> **Challenges**:
1. In the section on matching music to POI, why might the matching method have done worse for the Cathedral of Bolzano than for the Museum of Modern Art? Answer in one to three sentences.
2. Carry on the section on matching music to POI after its last sentence.

> **Reading text**:
5.3 Matching music to POI

In the final, and more important evaluation of the effectiveness of the music-to-POI matching approach, we measured the proportion of “Yes” answers to the question “Was it a good music for that place of interest?”. This proportion was substantially higher in the MATCH condition (0.77) than in the MUSIC condition (0.60). This difference in proportions is statistically significant, \(\chi ^2\)(1, N = 308) = 10.89, p \(<\) 0.001. We can conclude that users evaluate the music tracks recommended by our proposed method to better suit the POIs than the music tracks suggested in the control setting.

Moreover, to additionally confirm this result, we have analyzed users’ behavior when manually selecting alternative tracks for the POIs. If unsatisfied with the music recommendation, a user was shown a list of four tracks (presented in a random order)—two tracks retrieved by our approach, and two tracks randomly selected from the remaining tracks in our dataset. Even in this case, the users strongly preferred the music tracks matched with the POIs—out of 77 manual music selections, 58 (75 %) were chosen from the tracks matching to the POI and 19 (25 %) from the randomly selected tracks, i.e., the probability that a user selects a matched music track is about three times higher than that of selecting a random music track. This preference for matched music tracks is also statistically significant, \(\chi ^2\)(1, N = 77) = 19.75, p \(<\) 0.001, which proves our hypothesis that users prefer tracks for POIs that are generated by our music-to-POI matching approach.

While our hypothesis is supported by the average users’ feedback for the full set of POIs, it is also interesting to look at the users’ judgment of music appropriateness for the individual POIs in the itinerary (Fig. 7). We can see that in eight cases out of ten there is a larger proportion of users that evaluated the music suggested by the MATCH system as appropriate for the POI. In fact, only in two particular cases out of ten—the Cathedral of Bolzano, and the Walther Monument—the proportion of users that replied by saying that the music is good for the place is larger in the MUSIC condition.

Fig. 7
figure 7

Opinions about the appropriateness of music recommendations for individual POIs given by study participants in the two test groups—MATCH and MUSIC

The reason for the variation of the performance of the proposed matching method may lie in the particular nature of the POIs. In fact, when comparing the tag profiles of the Cathedral and the Museum of Modern Art, i.e., two POIs where there is a larger proportion of users that preferred the MUSIC and the MATCH music selection respectively, we can observe that the distribution of tags in the two profiles is quite different (Fig. 8). In the case of the Cathedral, more diverse tags were used, while for the Museum of Modern Art the tags were applied more consistently. This shows that for certain POIs, users may find it difficult to clearly define the emotional characteristics. Consequently, for such POIs it is difficult to recommend music in a way that the users would recognize and appreciate the match. Our intuition is that when a POI raises a few distinct emotions, it is easier to establish a meaningful match between a music track and the POI. Nevertheless, this issue deserves further investigation.

> **Source data**:
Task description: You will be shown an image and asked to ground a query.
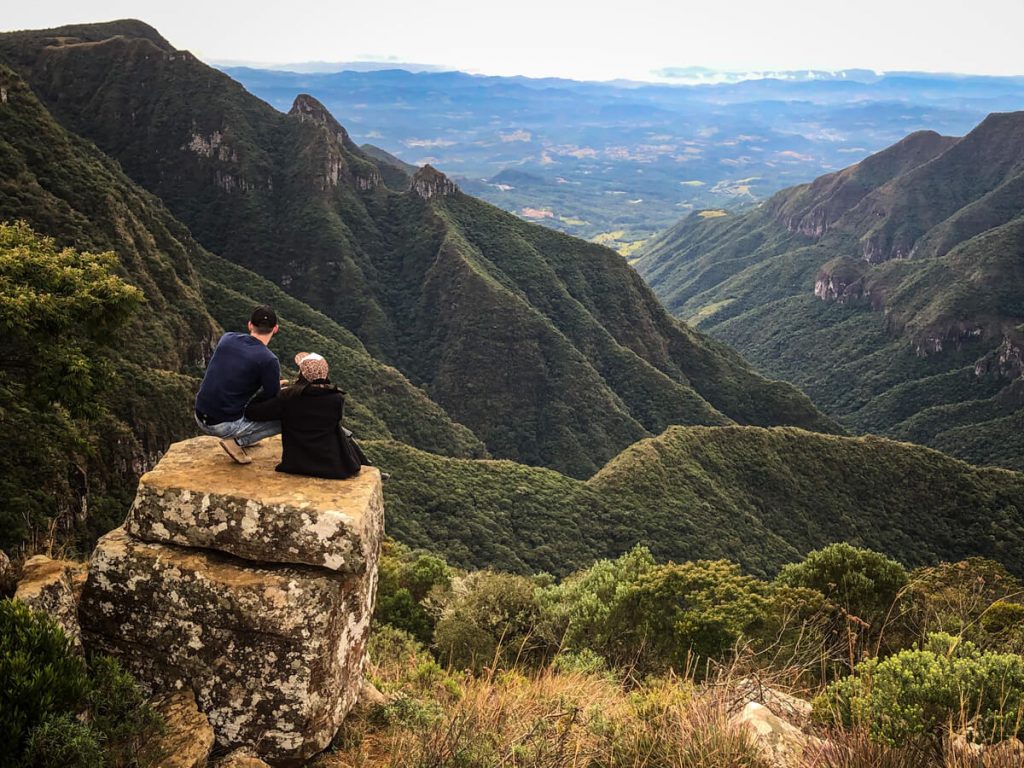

> **In response**:
1. The Cathedral's tag profile held more diverse tags, while the tags for the Museum of Modern Art were applied more consistently. This suggests that users find it hard to clearly define the Cathedral's emotional characteristics, so it is harder to recommend music for it in a way that users would recognize and appreciate as a match.

2.
Fig. 8
figure 8

The distributions of tags from the controlled vocabulary in the profiles of two POIs

Another reason for the negative result in the two above-mentioned cases could be the influence of other contextual conditions. For instance, consider Walther Monument, which is situated in the main city square of Bolzano. During the festivities and in the evenings this is a particularly busy and lively place. However, the square’s atmosphere can also be calm and relaxed when few people are around, e.g., during a working day. The users who assigned tags for Walther Monument are familiar with the more common atmosphere of this POI—the lively square. Consequently, it has been tagged as fiery, animated, amused, colorful, etc., and the music track that scored highest for this POI is Rimsky-Korsakov’s “Dance of the Bumble Bee”—a fast and animated piece. However, should the evaluation study subject enter the square on a calm midday, the atmosphere of the POI may not suit that of the music track. These observations lead us to believe that the impact of additional contextual factors (such as time, weather, or presence of other people) on the music selection process needs to be investigated.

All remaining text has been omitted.